• [DOCUMENT PASSAGE]:
====

Multipack — FFD Bin-Packing Sampler (v0.37.0)

Soup's largest single throughput win on chat fine-tuning over uneven-length data. Instead of padding every sample to max_length, Multipack uses First-Fit-Decreasing bin packing to group variable-length samples into bins approaching batch_size × max_seq_length — eliminating padding waste.

yaml
training:
  multipack: true
  packing: false   # mutually exclusive with multipack

How it composes

  • Multipack picks WHICH samples go together (FFD packing).
  • `packing_cross_doc_attn_mask` sets HOW the attention mask is built (block-diagonal causal).
  • The two layer cleanly: enable both for FA-incompatible backends; the FA varlen path is auto-selected when FlashAttention is available.

Architecture allowlist

18 supported architectures: Llama 3.x, Qwen 2/3, Mistral, Gemma 2/3, Phi 3/4, DeepSeek V2/V3, Mixtral, Falcon, StableLM, SmolLM2.

Unknown architectures fail loudly at config-load instead of silently no-opping (critical fix vs Axolotl's silent-miss footgun).

Scope

Multipack is sft / pretrain only on the transformers backend. Preference / RLHF trainers and MLX backend get distinct error messages naming the actual reason. Live wiring of the sampler into HF Trainer's _get_train_sampler lands in v0.37.1; v0.37.0 ships the schema gate + helper builder (mirrors v0.27.0 MII stub-then-live pattern).

====

• [DATA PROVIDED]:
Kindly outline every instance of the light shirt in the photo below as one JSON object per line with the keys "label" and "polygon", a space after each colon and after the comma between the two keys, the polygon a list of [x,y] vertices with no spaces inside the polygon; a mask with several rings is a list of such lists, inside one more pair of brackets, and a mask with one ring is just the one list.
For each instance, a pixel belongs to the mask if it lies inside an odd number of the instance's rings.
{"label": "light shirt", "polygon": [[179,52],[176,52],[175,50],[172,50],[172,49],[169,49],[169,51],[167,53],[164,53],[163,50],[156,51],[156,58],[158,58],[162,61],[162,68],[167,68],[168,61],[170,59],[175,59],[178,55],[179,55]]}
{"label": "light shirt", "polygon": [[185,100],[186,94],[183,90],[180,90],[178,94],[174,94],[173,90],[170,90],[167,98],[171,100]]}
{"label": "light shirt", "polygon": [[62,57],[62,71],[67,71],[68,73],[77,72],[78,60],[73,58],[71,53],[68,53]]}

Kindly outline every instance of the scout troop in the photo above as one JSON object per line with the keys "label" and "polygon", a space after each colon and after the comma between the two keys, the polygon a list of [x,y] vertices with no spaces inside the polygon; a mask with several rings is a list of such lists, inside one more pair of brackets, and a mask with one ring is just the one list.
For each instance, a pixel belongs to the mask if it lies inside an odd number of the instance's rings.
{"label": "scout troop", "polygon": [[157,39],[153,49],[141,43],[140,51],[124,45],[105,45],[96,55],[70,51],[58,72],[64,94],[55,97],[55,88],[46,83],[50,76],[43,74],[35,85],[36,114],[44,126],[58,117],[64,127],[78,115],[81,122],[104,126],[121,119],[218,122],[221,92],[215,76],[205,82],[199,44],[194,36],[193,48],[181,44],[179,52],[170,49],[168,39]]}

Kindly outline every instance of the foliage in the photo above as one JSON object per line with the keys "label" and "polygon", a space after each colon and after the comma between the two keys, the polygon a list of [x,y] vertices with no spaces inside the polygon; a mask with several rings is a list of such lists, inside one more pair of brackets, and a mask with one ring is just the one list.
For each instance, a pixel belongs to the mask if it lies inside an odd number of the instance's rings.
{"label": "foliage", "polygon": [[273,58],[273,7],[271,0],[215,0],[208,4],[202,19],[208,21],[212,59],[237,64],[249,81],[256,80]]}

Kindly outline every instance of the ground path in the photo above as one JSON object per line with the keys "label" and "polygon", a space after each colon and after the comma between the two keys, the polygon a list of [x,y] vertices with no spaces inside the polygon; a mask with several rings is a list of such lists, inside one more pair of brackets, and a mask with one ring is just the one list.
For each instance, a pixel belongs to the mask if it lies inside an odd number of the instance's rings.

====

• [EXERCISE OBJECTIVE]:
Continue the Multipack sampler page from where it stops.

• [TASK RESULT]:
DoS hardening

  • FFD packer caps at 1M items (algorithm is O(N²) worst-case)
  • 4D mask builder caps allocations at 2³¹ cells
  • Chat-template Jinja analyzer caps at 128 KB
  • Every numeric input rejects bool explicitly

Jinja template analyzer

The JinjaTemplateAnalyzer (also v0.37.0) walks chat-template ASTs to discover non-standard message.<field> references (tool_calls, name, weight, train) — used by the v0.36.0 train_on_messages_with_train_field path so per-message training masks are aware of fields beyond role / content. The analyzer parses templates without rendering them, so a crafted soup.yaml cannot trigger SSRF.